- [RECORDS]:
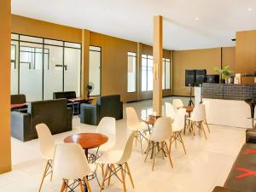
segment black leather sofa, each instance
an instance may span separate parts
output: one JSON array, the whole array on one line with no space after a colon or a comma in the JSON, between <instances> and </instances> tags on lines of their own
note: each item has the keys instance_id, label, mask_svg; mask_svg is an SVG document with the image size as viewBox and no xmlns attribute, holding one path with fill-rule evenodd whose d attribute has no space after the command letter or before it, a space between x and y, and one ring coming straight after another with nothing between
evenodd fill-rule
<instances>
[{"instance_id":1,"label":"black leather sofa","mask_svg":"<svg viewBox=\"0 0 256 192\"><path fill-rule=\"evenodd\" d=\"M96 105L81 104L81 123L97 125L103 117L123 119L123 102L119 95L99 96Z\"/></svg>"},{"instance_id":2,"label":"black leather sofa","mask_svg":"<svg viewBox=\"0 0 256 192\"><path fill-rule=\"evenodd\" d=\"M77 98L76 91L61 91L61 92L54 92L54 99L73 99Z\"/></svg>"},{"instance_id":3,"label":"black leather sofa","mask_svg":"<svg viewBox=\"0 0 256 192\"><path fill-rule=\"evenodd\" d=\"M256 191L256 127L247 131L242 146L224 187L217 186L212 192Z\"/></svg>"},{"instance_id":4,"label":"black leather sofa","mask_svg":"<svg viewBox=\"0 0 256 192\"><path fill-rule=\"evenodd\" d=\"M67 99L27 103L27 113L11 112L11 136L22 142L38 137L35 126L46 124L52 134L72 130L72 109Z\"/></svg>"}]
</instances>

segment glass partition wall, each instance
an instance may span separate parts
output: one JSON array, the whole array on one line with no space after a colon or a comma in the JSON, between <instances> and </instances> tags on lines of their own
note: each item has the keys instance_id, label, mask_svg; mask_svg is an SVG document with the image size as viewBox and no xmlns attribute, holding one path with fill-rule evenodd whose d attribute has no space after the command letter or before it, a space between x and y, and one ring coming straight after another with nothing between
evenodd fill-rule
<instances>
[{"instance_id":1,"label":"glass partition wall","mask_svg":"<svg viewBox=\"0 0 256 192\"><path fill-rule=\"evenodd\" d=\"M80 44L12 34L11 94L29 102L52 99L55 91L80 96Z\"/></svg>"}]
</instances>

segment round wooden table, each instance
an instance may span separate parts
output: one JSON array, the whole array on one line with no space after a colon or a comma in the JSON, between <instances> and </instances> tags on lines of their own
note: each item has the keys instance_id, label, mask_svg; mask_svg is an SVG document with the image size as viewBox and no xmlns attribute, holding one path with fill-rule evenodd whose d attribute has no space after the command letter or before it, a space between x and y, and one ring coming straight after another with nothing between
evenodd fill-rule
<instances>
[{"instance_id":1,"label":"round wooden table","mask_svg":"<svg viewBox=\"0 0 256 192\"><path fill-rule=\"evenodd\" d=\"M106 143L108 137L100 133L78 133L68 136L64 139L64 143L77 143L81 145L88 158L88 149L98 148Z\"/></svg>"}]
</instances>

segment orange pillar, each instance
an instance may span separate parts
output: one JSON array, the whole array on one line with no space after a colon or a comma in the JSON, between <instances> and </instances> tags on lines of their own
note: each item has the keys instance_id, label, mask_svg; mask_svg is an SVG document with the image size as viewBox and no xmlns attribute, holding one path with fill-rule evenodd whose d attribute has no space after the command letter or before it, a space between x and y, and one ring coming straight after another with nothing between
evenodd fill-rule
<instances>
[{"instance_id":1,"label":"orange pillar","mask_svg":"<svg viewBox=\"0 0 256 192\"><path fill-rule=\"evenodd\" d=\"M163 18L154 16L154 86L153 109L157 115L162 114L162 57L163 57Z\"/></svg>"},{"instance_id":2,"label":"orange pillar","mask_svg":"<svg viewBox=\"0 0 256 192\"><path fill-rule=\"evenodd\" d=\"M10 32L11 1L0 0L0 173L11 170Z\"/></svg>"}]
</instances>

...

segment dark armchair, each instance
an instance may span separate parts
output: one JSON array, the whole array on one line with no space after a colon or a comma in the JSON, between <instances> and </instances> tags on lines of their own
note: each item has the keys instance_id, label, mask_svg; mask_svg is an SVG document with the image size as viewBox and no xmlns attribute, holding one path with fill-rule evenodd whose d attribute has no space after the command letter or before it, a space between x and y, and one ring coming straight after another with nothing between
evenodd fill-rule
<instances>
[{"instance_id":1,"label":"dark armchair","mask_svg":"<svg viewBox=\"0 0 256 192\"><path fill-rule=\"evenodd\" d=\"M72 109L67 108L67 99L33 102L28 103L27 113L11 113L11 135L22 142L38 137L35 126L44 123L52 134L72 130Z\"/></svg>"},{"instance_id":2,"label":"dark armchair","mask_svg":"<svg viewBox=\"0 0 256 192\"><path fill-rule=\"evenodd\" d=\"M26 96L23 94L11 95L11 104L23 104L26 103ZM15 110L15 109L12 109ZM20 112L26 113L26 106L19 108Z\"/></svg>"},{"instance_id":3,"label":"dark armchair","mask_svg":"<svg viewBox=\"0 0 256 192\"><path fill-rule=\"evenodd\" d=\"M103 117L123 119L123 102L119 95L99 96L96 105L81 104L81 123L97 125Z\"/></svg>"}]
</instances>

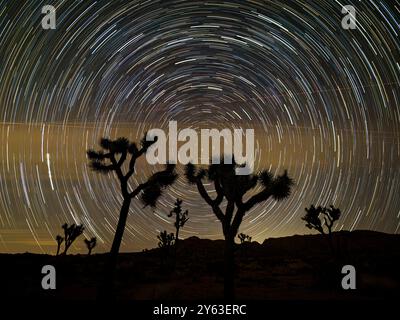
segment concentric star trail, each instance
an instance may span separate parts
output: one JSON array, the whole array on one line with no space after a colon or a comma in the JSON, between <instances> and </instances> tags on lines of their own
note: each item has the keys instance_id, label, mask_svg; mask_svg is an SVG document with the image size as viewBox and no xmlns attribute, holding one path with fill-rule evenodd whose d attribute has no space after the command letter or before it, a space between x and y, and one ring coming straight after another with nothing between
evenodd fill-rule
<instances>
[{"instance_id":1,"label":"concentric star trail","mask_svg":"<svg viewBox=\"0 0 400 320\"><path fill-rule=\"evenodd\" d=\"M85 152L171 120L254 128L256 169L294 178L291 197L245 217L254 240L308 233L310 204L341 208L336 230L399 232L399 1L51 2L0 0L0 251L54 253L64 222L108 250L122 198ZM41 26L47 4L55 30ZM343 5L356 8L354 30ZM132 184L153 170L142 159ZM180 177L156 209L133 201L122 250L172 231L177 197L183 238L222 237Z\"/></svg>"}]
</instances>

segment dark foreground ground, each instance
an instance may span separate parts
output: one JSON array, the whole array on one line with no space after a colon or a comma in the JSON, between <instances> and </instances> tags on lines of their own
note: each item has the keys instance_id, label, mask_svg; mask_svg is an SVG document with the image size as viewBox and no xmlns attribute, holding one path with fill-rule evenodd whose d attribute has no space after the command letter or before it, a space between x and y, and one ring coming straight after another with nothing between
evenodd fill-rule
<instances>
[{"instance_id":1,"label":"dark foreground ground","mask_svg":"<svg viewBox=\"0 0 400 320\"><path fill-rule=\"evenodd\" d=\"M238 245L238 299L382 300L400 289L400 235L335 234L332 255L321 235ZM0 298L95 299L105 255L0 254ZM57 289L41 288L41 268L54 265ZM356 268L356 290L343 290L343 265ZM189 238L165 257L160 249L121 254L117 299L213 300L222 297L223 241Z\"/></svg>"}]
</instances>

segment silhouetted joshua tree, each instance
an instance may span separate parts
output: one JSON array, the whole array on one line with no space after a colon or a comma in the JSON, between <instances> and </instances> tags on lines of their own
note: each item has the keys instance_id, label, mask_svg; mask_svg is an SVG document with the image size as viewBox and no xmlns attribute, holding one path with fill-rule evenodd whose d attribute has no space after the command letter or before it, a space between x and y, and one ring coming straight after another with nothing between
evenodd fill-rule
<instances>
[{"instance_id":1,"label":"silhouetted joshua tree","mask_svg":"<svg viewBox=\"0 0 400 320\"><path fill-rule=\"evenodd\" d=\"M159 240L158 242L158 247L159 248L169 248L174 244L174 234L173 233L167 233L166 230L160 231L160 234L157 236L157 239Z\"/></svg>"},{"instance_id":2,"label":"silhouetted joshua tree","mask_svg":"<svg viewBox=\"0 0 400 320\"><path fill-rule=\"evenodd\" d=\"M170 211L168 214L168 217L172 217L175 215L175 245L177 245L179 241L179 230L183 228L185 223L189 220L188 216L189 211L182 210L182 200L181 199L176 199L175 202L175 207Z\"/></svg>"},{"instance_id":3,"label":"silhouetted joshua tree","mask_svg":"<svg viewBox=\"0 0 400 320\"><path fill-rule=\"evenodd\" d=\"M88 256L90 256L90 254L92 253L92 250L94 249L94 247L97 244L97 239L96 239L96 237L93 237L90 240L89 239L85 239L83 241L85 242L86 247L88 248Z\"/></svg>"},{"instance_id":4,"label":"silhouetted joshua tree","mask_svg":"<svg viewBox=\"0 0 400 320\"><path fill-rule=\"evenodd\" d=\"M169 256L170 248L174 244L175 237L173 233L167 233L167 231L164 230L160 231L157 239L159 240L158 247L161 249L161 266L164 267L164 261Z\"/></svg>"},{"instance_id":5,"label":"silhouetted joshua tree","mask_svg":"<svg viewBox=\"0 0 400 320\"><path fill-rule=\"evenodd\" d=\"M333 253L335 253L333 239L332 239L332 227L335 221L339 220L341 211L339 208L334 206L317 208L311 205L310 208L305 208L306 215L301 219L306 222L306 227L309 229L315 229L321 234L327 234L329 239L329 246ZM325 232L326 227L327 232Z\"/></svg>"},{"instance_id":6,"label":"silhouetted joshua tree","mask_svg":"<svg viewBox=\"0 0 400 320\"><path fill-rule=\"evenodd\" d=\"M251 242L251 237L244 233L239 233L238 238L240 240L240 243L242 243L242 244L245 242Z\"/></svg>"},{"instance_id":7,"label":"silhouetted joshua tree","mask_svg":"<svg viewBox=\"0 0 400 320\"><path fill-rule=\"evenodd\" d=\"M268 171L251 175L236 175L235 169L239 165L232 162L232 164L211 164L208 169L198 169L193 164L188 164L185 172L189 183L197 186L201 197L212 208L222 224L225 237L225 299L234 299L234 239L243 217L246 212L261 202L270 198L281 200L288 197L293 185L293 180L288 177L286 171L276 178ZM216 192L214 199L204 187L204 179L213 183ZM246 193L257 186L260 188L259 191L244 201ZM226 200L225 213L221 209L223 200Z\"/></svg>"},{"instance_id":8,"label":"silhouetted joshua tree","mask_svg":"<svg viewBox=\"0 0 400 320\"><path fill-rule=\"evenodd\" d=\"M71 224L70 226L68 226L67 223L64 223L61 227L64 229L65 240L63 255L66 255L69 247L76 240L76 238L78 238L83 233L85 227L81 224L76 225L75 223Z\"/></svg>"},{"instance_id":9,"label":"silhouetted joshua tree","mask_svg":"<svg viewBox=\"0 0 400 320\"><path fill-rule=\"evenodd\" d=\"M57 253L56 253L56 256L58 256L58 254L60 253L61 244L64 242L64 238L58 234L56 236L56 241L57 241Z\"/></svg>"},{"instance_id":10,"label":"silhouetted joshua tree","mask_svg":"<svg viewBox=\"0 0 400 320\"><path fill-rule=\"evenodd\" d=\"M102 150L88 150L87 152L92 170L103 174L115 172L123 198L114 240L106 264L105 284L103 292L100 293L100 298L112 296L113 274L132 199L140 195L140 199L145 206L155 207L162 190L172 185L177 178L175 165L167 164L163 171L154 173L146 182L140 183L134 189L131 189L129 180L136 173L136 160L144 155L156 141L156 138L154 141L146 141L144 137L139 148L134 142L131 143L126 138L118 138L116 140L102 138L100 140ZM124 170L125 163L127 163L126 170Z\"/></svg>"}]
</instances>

---

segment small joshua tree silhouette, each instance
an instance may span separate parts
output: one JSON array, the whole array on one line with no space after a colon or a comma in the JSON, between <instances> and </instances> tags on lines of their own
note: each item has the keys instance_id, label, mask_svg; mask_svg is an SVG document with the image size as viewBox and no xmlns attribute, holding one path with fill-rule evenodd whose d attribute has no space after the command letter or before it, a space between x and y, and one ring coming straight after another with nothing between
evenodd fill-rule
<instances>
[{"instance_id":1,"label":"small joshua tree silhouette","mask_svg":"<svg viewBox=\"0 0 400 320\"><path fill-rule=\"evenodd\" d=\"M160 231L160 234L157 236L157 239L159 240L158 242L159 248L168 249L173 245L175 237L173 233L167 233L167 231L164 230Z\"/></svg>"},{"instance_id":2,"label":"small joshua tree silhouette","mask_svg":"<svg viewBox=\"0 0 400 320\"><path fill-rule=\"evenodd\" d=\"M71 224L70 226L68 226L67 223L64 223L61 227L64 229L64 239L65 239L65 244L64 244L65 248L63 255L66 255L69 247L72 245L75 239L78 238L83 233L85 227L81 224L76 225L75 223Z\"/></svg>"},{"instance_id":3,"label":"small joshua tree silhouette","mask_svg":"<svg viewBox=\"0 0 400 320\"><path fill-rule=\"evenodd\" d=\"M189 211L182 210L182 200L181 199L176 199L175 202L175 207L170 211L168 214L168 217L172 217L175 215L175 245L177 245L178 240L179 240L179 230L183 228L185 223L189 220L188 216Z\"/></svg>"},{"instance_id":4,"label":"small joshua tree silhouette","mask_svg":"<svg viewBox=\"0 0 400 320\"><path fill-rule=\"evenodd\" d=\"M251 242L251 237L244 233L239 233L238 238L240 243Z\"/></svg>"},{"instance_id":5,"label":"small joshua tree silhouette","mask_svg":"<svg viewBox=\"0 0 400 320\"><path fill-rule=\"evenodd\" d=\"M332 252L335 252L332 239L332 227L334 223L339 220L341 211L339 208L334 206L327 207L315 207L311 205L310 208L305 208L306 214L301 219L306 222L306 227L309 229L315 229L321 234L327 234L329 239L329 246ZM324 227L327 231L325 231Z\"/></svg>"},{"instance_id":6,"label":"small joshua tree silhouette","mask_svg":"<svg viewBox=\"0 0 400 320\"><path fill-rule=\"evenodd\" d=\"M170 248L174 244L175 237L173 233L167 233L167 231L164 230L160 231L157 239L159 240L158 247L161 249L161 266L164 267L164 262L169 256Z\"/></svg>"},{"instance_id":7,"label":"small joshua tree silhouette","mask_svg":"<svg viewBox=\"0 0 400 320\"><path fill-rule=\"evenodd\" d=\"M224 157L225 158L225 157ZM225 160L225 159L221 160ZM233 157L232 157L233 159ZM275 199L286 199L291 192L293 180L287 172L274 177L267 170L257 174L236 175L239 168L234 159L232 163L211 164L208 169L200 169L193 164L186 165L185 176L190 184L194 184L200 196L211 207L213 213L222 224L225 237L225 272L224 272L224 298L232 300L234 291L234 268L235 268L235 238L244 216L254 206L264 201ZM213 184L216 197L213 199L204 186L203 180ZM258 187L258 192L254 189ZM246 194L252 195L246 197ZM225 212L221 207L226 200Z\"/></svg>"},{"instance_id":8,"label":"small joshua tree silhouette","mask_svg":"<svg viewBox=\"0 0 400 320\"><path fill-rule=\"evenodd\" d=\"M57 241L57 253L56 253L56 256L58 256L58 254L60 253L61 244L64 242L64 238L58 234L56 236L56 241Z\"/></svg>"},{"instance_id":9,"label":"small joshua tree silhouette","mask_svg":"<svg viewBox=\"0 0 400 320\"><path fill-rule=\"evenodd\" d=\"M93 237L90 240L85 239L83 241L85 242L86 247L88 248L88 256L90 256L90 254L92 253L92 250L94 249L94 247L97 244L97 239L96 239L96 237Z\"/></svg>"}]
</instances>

- [SET EXERCISE]:
How many lines in the rows above contain the word "glass"? Reply with only the number.

- [ANSWER BELOW]:
2